(Excerpt to read):
════════════════

I mean, OK, this is definitely a success story. You got your medical problem resolved and paid nothing extra on top of whatever your insurance costs you.

But you almost certainly didn't get $100,000 "worth" of medicine, or anywhere close to it. The "sticker price" of most medication in the US that you supposedly pay OOP is almost totally fictional. Basically no-one ever pays it; it's probably several orders of magnitude above the cost of production and distribution of your dose; and quite probably at least one order of magnitude over the total cost of everything to do with the drug, even including marketing, research, approval, and allowance for research for failed drugs.

It depends a bit what you're optimising for. The US system is almost certainly not optimal overall, and it *definitely* isn't optimally efficient (the US spends a lot on healthcare relative to outcomes, even allowing for it being wealthy overall and arguably subsidising drug-research for the rest of the world).

The UK has a basically simpler, and more "efficient" system, in that it spends dramatically less and doesn't get outcomes proportionally worse. But it allocates scarce resources essentially by queueing and hassle, which generates deadweight loss. This isn't great, and is particularly bad if you're rich, since you presumably value your time more highly in money terms. But of course, in the UK you can still get private healthcare, and unlike in the US, they won't present you with the choice of an insurance beauracracy or ludicrous list prices and risk you having to pay 10x the actual value of the treatment. On the other, other hand, the existence of the NHS means there's a lot less private healthcare around, so your options are more limited.

════════════════

(Source records):
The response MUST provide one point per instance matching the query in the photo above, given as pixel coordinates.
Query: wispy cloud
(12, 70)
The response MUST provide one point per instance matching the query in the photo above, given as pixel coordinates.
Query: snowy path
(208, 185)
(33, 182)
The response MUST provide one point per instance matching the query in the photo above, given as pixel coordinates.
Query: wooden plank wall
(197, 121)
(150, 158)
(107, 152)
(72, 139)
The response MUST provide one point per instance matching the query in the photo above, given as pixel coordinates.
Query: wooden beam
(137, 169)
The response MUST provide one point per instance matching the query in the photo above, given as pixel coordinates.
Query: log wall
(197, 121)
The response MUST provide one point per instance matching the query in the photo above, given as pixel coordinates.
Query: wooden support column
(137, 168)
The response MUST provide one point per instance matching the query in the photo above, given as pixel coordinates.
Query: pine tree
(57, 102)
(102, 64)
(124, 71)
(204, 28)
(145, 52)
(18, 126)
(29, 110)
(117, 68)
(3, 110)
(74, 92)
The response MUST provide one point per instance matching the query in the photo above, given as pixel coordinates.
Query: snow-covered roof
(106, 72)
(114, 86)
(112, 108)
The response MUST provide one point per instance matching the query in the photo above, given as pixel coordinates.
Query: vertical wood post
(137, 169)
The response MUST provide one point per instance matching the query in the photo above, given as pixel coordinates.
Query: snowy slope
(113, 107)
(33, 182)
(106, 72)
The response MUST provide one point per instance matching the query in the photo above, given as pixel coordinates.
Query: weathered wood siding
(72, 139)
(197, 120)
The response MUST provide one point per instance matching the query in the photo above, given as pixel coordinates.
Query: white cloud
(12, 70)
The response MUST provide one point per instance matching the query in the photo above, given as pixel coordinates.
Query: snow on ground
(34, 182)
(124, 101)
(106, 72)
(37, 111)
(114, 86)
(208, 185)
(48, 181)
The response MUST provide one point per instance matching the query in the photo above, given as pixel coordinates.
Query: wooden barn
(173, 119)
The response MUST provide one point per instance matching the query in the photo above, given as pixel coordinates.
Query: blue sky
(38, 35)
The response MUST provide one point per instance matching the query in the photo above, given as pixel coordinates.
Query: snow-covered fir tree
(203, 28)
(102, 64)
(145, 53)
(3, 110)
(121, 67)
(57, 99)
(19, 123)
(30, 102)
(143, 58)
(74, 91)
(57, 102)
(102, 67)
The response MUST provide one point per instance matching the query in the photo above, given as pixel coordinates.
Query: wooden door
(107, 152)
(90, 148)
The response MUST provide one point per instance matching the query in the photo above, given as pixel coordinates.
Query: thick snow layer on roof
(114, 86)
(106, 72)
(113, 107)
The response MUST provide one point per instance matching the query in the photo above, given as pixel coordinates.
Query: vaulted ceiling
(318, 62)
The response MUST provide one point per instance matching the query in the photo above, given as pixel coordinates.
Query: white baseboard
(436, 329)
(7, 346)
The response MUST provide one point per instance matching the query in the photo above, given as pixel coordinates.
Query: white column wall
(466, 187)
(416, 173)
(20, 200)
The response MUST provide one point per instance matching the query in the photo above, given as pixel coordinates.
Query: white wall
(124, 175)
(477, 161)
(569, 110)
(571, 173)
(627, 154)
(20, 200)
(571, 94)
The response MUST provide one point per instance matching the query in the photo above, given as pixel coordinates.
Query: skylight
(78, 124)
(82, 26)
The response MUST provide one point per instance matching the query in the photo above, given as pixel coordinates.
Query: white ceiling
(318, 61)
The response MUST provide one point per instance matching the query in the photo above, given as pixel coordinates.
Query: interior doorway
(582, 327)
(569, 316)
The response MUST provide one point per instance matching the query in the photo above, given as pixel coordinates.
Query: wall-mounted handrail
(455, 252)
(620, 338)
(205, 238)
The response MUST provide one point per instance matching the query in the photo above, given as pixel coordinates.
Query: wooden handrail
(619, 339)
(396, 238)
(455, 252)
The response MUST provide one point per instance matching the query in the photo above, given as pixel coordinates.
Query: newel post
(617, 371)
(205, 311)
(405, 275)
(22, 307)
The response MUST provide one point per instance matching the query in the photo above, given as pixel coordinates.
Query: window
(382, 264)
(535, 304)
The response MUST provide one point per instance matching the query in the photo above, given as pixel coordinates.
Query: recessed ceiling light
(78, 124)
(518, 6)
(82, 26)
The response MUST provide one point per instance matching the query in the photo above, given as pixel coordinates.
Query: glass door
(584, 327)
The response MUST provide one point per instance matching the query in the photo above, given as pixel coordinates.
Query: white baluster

════════════════

(Your tasks):
a) In the healthcare comment, how does the UK allocate scarce resources?
b) Decide whether each statement agrees with the healthcare comment, answering yes or no and quoting the words that decide it: (i) The US spends a lot on healthcare relative to outcomes. (ii) The UK gets proportionally worse outcomes because it spends less. (iii) The existence of the NHS means there is more private healthcare around in the UK.
c) Reproduce everything in the healthcare comment from "I mean, OK, this" down to "insurance costs you.".

(Outputs in order):
a) Essentially by queueing and hassle, which generates deadweight loss.

b)
(i) Yes: "the US spends a lot on healthcare relative to outcomes"
(ii) No: "it spends dramatically less and doesn't get outcomes proportionally worse"
(iii) No: "the existence of the NHS means there's a lot less private healthcare around"

c)
I mean, OK, this is definitely a success story. You got your medical problem resolved and paid nothing extra on top of whatever your insurance costs you.